Reading text Block Start

We are constantly reviewing and updating our counter-terrorism strategy. As part of this, I am pleased to announce that, tomorrow, we are launching the security and counter-terrorism science and innovation strategy. This strategy has been developed across government, led by the new Office for Security and Counter-Terrorism in the Home Office, and is a practical example of how we are developing a more strategic and integrated response to the threat. Science and innovation will be critical in driving forward these changes and delivering new counter-terrorism capabilities.

I thank the Home Secretary for his answer. In July last year, the Government published a document on countering terrorism, which was a review of the 12-point plan set out by the Prime Minister after 7/7. Will the Home Secretary give us an update on which of the points have not yet been fulfilled, and tell us what actions he plans to take to fulfil them?

From memory, I think that all but one of them have been either started or completed. On the overall picture, I can tell the hon. Gentleman that we have increased the annual spending on counter-terrorism and resilience to £2.25 billion across government over the past 12 months. In the past month, we have announced the refocusing of the Home Office towards counter-terrorism, crime and immigration, to supplement the effort of the increased resources. Most recently, I announced last week my intention to bring forward a new counter-terrorism Bill containing a range of measures, on which we hope to consult and to achieve, at best, solidarity and, at a minimum, consensus across the House. Two weeks later, I shall be leaving and handing over to a new Home Secretary, so the fight for counter-terrorism, my interest, will go on. I would like to take this opportunity to thank all Members of the House for the constructive and emollient approach that they have adopted towards the Home Office in the past 12 months; it would have been very difficult to go on without the laudable appreciation that has so often been exchanged across the Chamber.

We shall certainly miss my right hon. Friend. In dealing with counter-terrorism, is it not also important to remember the victims of terror? Will my right hon. Friend tell me whether anything can be done urgently to look into the approximately 120 outstanding claims of the victims of terror on 7 July? Some have lost limbs or sustained other serious injuries, and they have been waiting a very long time for a final settlement of their claims. Should not this matter receive much greater priority than it has done?

I would love to say—indeed, I will—that, in the case of my hon. Friend missing me, the feeling will be mutual. Attention to the victims of the terrorist atrocities in London is given the highest priority. I cannot think of another occasion on which all the victims of a major tragedy have been seen, or at least had an offer to be seen, by at least two Cabinet Ministers. Both I and my right hon. Friend the Secretary of State for Culture, Media and Sport have tried to do that. When I last inquired about reports of delays in such payments, I was satisfied that most were either the result of complicated medical evidence being awaited or claims having been submitted in the past few months. People sometimes do not claim during the initial period, as the symptoms only become obvious at a later stage. At my hon. Friend’s request, I shall reassure myself that those cases are not being neglected or receiving a lack of priority.

Reading text Block End
Provided material Block Start

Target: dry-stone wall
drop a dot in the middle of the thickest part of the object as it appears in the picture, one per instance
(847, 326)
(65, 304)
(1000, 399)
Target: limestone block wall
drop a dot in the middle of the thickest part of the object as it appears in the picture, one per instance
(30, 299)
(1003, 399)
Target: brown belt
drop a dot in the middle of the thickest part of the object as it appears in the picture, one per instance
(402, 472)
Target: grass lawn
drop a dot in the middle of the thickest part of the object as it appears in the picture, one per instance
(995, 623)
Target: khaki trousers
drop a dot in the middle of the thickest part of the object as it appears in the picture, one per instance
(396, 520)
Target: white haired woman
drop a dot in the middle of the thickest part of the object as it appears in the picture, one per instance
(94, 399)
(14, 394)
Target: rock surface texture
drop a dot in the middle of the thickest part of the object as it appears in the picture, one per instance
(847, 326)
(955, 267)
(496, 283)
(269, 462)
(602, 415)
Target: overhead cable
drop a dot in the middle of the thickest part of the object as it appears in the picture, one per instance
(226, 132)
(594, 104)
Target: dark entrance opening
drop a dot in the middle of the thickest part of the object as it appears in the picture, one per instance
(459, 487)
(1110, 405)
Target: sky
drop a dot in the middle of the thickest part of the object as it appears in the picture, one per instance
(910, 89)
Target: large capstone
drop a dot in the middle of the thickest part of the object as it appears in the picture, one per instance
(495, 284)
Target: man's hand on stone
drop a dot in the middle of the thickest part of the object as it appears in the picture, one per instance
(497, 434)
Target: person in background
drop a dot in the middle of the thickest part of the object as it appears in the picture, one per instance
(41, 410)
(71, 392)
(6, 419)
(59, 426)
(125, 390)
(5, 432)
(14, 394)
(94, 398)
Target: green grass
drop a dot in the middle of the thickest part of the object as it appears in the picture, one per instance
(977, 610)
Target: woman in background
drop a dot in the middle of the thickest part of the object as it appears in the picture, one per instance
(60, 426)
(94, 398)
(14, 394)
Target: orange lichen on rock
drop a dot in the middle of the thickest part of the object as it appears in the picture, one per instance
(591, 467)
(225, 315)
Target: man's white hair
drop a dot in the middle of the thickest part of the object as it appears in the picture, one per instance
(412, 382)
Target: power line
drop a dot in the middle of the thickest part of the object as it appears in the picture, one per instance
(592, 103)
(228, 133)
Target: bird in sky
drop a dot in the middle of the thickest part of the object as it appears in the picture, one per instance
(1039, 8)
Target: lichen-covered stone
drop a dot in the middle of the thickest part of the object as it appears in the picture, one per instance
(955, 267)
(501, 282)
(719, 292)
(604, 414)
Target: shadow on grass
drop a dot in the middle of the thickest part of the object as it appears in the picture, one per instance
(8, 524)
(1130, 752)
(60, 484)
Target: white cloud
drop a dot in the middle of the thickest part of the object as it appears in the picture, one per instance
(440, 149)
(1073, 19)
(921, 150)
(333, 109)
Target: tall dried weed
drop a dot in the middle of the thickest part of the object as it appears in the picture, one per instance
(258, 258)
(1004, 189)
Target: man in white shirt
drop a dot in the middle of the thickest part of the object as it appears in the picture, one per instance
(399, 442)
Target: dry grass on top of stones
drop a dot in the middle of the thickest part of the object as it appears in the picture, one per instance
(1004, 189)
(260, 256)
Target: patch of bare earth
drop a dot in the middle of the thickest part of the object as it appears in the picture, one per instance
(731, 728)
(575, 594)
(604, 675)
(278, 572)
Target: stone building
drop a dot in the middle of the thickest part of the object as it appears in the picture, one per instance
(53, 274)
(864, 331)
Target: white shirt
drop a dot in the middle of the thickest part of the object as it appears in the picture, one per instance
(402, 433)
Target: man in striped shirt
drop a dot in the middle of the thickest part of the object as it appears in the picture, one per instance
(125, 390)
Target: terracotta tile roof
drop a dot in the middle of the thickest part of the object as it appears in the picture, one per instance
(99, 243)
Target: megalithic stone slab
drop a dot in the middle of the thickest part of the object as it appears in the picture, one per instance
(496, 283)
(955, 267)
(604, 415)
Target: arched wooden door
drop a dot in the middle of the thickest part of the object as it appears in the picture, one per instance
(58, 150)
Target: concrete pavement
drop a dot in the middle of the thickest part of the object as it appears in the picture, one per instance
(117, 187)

Provided material Block End

What is being asked. Return the part of the counter-terrorism debate from "We are constantly" to "new counter-terrorism capabilities.", word for word.

Exercise answer.
We are constantly reviewing and updating our counter-terrorism strategy. As part of this, I am pleased to announce that, tomorrow, we are launching the security and counter-terrorism science and innovation strategy. This strategy has been developed across government, led by the new Office for Security and Counter-Terrorism in the Home Office, and is a practical example of how we are developing a more strategic and integrated response to the threat. Science and innovation will be critical in driving forward these changes and delivering new counter-terrorism capabilities.